■ TAREFAS A REALIZAR:
**1.** Atualize o trecho do texto de leitura entre "Já no caminho" e "fim do dia.", inclusive, trocando "planície" por "serra".
**2.** No texto de leitura, que nome tem a bisavó que surge da impressora?
**3.** Diga se cada afirmação concorda com o texto de leitura e cite as palavras decisivas: (a) A bisavó aparece a partir de uma foto muito pequena. (b) As pessoas com quem se fala esperam por Setembro. (c) A via láctea foi vista no caminho de regresso.

■ TEXTO DE LEITURA:

################

Têm andado vazios os dias como acontece sempre que apenas a rotina os vai enchendo. Passam e nós vamos andando. Agora, porém, algo aconteceu no parto de uma impressora. A partir de uma minúscula foto possivelmente feita a la minute, passando por uma digitalização e uma impressão, eis que nasceu, para meu primeiro conhecimento, a D. Deolinda do Outeiro. Esta senhora é, para mim, a origem possível e localizada do mundo. Antes dela nada me é conhecido. Quase que se consegue adivinhar a serenidade na determinação e ainda há um esboço de sorriso. Hoje, assim, nasceu a minha bisavó pelo milagre possível da fotografia. A imortalidade possível.

quinta-feira, julho 09, 2009

O regresso da via láctea

Já no caminho de regresso, noite dentro, percebi que um destes dias a via láctea voltará de novo. Lá, no silêncio da planície, depois das nuvens de estorninhos conformarem o fim do dia.
É um tempo que urge e cada vez mais próximo.

Gestão corrente na Estação Estúpida

Quando agora falo com eles, sinto que há um hiato no ar à espera de Setembro. Estas pessoas estão meio adiadas numas férias forçadas de acção. Adiam as pontes, os comboios e os aeroportos, mas também as pequenas decisões de um hospital. É a gestão corrente da táctica de como se vai sobreviver na incerteza do que por aí virá.

################

■ Dados de apontamento com base em imagens:
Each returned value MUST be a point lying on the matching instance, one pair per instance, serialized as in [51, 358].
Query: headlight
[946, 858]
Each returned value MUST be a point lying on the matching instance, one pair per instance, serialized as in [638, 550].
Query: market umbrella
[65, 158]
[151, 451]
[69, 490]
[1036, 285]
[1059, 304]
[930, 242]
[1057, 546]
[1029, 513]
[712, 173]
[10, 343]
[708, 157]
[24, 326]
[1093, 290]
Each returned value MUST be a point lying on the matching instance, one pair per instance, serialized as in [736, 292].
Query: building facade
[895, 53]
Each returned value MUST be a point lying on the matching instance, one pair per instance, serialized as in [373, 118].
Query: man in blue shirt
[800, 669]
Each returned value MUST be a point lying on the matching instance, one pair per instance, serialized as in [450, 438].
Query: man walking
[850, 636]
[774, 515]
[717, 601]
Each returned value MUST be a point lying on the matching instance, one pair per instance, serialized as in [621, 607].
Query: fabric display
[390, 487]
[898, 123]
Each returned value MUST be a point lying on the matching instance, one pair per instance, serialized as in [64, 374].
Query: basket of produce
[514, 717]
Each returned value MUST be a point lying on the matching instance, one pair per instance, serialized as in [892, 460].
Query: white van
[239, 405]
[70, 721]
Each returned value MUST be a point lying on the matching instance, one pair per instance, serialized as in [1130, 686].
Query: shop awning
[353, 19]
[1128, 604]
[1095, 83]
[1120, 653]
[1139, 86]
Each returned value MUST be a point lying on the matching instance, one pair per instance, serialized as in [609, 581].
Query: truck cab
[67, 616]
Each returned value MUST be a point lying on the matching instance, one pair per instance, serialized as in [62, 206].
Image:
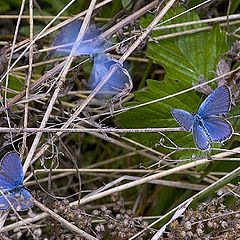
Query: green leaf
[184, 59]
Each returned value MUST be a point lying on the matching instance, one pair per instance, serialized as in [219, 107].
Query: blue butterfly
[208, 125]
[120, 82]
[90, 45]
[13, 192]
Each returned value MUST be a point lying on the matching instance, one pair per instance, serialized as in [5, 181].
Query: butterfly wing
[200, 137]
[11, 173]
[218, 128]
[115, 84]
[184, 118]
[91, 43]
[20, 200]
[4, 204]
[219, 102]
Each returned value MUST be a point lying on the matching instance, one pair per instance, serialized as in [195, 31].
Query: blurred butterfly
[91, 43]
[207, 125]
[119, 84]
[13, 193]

################

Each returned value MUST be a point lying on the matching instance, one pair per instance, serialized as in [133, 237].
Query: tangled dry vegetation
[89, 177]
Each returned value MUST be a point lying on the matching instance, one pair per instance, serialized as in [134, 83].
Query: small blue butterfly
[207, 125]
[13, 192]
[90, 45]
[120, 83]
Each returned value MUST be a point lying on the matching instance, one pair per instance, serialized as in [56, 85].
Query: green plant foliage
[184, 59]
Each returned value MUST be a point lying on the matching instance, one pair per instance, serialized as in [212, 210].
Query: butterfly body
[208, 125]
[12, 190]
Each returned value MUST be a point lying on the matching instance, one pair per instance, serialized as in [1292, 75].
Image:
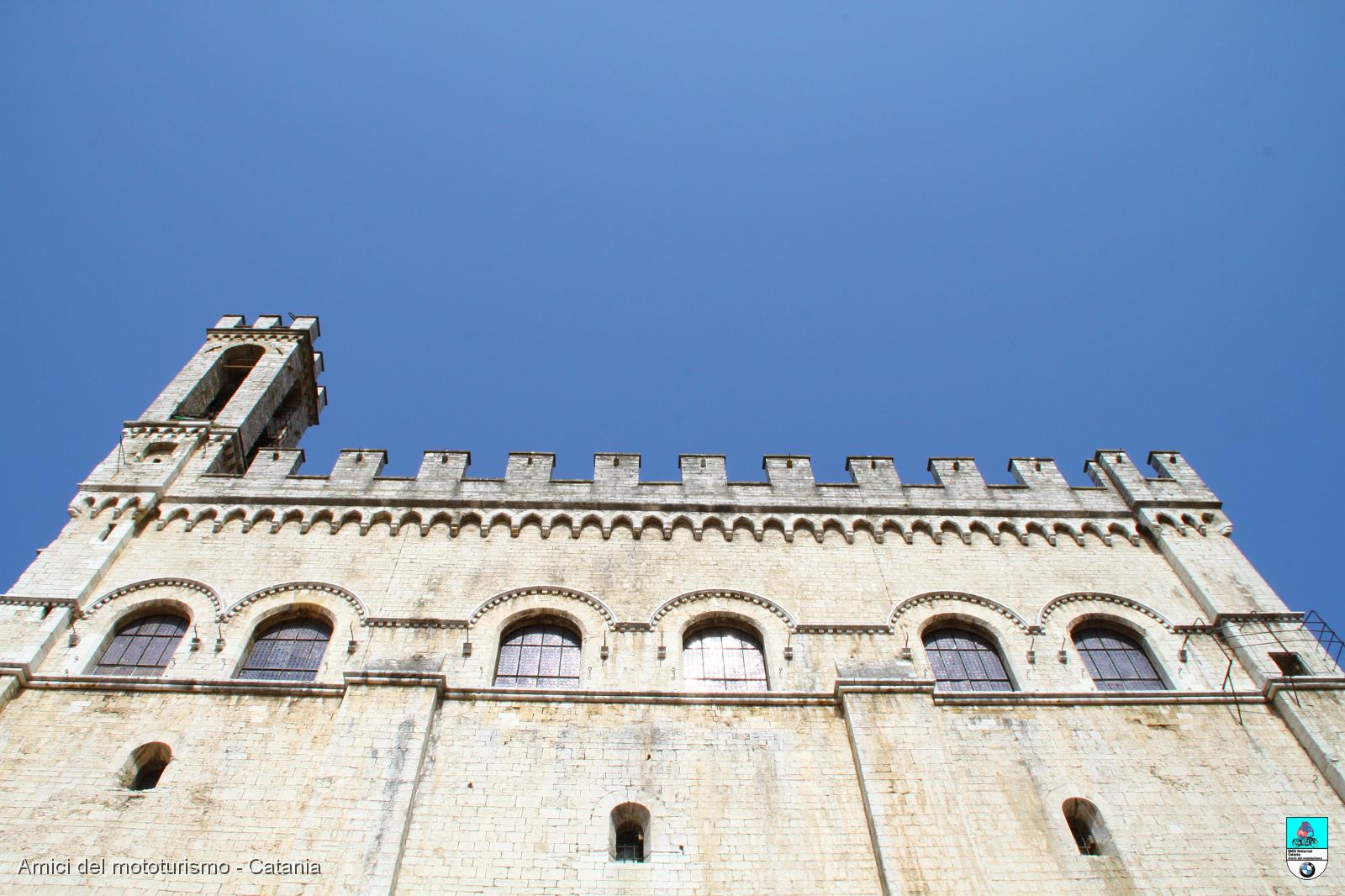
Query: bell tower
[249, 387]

################

■ SOLUÇÕES:
**1.**
Já no caminho de regresso, noite dentro, percebi que um destes dias a via láctea voltará de novo. Lá, no silêncio da serra, depois das nuvens de estorninhos conformarem o fim do dia.

**2.** D. Deolinda do Outeiro.

**3.**
(a) Sim: "A partir de uma minúscula foto".
(b) Sim: "há um hiato no ar à espera de Setembro".
(c) Não: "um destes dias a via láctea voltará de novo".